Please copy every line of the listing below word for word, changing nothing.
>> START EXERCISE INPUT
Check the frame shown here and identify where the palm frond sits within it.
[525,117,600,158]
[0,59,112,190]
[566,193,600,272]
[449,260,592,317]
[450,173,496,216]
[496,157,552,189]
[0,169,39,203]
>> END EXERCISE INPUT
* **OUTPUT OF THE TASK**
Check the frame shown here and identify where the palm frond sits within it.
[525,117,600,158]
[0,59,112,190]
[566,193,600,272]
[449,260,592,317]
[450,173,496,216]
[496,157,552,189]
[0,169,39,203]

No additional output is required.